Recorded data:
— START —

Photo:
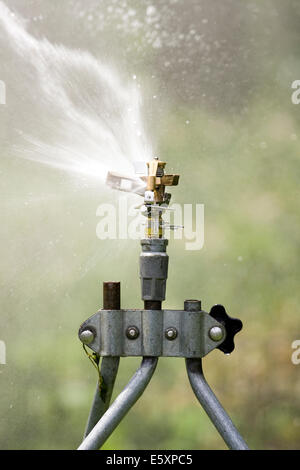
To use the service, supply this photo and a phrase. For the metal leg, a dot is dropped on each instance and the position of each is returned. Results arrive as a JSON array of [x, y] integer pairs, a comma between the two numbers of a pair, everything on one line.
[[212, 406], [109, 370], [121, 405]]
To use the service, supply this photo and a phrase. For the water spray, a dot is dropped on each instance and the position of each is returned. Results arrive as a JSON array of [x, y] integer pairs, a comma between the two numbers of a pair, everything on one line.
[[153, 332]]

— END —
— START —

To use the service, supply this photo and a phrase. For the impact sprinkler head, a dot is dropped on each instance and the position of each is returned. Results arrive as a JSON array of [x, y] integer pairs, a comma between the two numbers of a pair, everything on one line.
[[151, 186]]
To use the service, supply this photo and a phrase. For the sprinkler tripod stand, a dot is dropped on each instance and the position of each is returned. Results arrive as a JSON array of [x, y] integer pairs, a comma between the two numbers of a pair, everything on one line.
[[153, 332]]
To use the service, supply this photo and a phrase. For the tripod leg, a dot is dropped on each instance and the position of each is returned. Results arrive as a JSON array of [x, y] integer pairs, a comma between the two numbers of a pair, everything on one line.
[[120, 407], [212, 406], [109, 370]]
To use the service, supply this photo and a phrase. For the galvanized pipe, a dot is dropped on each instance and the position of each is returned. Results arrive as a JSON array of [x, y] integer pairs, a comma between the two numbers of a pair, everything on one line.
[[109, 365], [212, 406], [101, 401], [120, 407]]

— END —

§ **Written exercise**:
Repeat, word for word, the rows from the line containing "For the tripod" through the line containing "[[109, 365], [212, 406], [101, 401], [120, 407]]", including both of those lines.

§ **Task output**:
To use the service, supply this photo and a phrase. For the tripod leg, a dot is dropped on each instance and the position of each is returned. Results arrive as a JSON array of [x, y] integer pairs, a comma between the two numbers of a pair, everything on one line.
[[120, 407], [212, 406], [109, 370]]
To use the service, supply this photo and a phrase. For the galvanized pipe, a dot is dropped on each instance and the position of each is returned. Results arrive as a JSON array of [x, y] integer pairs, a comma between the two numbers of a pair, everything on one line.
[[109, 365], [212, 406], [101, 401], [120, 407]]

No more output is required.